**What you are asked to do**
Print every line from the one holding "Find the jeans" through the end of the records, inclusive, without changing anything.

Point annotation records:
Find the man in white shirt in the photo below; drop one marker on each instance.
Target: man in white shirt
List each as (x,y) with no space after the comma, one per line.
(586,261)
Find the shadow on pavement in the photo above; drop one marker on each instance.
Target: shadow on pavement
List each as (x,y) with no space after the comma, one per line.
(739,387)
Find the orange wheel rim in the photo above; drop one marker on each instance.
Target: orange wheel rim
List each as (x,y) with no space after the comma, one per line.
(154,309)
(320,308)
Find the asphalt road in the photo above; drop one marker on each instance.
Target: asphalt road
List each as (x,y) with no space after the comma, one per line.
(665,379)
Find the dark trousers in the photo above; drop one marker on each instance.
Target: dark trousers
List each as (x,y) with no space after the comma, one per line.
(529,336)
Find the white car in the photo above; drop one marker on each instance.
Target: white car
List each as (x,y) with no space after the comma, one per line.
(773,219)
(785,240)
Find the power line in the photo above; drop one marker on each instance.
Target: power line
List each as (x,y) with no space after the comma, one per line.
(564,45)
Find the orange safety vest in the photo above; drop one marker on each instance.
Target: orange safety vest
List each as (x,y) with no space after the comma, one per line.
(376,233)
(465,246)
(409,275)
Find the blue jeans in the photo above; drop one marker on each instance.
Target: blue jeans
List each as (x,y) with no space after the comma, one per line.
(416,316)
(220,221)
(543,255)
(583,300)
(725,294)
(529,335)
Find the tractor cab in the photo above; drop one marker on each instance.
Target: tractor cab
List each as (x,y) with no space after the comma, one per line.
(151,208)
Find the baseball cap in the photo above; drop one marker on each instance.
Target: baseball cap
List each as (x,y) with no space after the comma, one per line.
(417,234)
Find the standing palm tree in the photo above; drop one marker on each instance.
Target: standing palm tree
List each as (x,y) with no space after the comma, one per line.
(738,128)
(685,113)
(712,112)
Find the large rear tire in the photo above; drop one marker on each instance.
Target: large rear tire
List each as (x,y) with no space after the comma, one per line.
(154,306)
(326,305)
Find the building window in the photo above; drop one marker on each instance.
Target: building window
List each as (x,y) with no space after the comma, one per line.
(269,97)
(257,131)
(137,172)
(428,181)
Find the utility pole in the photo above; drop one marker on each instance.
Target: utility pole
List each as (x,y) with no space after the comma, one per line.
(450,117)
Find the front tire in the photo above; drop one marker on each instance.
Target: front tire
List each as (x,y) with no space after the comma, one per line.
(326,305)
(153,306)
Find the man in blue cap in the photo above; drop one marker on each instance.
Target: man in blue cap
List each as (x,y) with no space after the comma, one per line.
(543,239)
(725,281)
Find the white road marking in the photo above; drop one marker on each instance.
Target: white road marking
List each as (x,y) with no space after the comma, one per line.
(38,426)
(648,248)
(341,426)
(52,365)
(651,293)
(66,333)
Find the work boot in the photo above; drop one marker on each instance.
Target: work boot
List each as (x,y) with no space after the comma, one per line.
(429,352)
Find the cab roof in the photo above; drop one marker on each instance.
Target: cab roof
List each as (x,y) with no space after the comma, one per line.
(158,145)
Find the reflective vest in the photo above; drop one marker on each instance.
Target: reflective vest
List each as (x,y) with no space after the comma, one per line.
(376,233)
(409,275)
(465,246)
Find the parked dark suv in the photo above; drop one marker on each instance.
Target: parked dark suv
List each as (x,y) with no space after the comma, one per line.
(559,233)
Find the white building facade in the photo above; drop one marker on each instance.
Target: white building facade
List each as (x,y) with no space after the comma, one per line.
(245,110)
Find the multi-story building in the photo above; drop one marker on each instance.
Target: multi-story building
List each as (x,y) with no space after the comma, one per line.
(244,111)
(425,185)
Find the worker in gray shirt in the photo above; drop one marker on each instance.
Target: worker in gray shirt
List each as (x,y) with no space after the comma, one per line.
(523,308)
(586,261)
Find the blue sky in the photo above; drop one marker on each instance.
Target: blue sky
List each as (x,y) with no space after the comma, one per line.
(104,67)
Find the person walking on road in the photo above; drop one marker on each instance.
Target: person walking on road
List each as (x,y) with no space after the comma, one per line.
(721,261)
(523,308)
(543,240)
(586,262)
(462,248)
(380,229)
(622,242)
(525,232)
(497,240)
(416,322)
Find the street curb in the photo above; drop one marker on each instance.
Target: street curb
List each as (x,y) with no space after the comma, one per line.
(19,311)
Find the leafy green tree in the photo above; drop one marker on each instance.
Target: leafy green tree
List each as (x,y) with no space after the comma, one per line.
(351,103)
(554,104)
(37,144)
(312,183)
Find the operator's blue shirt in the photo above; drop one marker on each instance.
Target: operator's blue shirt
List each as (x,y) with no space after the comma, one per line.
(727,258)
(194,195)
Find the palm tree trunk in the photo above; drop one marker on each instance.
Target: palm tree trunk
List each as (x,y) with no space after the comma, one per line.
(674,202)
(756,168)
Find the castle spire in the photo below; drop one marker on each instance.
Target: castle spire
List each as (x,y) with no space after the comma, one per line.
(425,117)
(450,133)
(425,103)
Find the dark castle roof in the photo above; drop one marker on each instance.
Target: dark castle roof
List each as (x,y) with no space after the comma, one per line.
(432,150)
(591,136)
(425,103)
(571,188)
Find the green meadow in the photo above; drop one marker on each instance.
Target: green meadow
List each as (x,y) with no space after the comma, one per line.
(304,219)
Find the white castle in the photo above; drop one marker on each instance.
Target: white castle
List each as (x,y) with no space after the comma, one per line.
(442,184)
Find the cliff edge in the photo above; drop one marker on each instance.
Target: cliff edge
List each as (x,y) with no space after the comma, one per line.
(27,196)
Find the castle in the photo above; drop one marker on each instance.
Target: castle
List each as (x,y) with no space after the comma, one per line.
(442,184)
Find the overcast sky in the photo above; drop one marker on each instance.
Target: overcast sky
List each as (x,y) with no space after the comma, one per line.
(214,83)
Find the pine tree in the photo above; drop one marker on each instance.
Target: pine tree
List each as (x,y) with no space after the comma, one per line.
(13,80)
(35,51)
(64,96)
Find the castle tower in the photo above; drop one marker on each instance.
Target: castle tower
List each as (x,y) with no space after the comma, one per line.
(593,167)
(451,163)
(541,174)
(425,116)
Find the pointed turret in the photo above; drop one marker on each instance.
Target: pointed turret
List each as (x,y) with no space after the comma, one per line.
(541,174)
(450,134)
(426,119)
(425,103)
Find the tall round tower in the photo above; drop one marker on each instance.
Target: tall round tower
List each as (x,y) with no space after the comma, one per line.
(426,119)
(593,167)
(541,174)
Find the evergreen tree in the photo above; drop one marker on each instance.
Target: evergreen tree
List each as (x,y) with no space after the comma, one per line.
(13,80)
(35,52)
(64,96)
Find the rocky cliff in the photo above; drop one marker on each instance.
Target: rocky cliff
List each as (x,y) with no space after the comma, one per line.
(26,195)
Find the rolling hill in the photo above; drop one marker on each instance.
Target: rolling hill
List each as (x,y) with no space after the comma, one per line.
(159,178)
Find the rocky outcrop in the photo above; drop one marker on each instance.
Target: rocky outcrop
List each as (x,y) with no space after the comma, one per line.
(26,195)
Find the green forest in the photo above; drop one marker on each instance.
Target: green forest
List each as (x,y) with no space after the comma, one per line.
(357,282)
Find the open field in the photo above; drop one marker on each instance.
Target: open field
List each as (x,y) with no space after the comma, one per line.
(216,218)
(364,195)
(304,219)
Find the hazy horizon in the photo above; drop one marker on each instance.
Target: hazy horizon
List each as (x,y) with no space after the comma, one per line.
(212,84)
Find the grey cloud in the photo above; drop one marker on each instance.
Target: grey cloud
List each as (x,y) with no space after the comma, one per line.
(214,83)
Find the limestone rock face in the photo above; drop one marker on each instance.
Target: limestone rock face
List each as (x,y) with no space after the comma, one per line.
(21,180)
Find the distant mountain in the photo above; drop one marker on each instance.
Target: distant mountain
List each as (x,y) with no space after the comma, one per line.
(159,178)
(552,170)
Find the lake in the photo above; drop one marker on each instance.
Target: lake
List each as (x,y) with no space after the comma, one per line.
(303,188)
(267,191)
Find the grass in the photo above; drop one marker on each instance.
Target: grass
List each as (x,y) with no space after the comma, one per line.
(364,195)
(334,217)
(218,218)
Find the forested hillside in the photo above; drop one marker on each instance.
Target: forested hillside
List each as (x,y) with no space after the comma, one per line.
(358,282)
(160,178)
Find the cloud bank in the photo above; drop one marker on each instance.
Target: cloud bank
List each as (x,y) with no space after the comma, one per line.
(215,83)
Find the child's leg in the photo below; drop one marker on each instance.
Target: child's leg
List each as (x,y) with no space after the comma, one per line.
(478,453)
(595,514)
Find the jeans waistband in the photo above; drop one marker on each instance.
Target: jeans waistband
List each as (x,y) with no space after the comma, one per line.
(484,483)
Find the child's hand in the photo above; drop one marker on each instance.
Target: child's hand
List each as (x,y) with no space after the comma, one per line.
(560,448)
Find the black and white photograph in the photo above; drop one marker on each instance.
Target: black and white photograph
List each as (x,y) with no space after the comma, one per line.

**The reply**
Find the jeans waistband in the photo above; drop one marker on each instance.
Target: jeans waistband
List each as (x,y) with no space after the comma, one per line.
(484,483)
Find the child's hand in the photo above; drop one marker on each instance.
Target: child's hand
List each as (x,y) with no space after the comma, one per line.
(560,448)
Find the black and white photograph in the photo above; drop one marker on each instance.
Target: black and white photograph
List each as (x,y) with no space after the comma, one per line.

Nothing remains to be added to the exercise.